== The task ==
Multiply every x and y coordinate in the answers by 1.9 as you rewrite all of the records below, requests included. Round each result to the nearest whole number with halves going up, and leave the requests and their format samples unchanged.

# Start of Given data

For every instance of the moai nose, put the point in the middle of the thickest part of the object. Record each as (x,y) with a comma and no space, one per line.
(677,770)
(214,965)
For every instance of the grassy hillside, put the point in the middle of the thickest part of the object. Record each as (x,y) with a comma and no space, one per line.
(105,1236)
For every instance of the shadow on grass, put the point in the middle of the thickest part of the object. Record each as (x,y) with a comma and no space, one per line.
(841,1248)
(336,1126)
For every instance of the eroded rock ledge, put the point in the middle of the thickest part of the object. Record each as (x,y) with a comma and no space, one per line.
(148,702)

# End of Given data

== Complete output ==
For every instance of the moai nose, put the point in the middle of the thickest part of the object. Record each as (x,y) with a comma and no space, one per line.
(1286,1463)
(407,1834)
For every instance of the grassy hillside, put the point in the middle of the thickest part of the object. Record each as (x,y) with a comma and no space, one per line.
(200,2348)
For every instance of the shadow on grass, put the point in the middle of the thickest part of the object. Record each as (x,y) with a comma and no space, one per line.
(1598,2371)
(638,2139)
For every instance of the eroded rock ledge, put the point in the middle of the thickest part of the object. Record each as (x,y) with a comma and no space, one per line.
(281,1334)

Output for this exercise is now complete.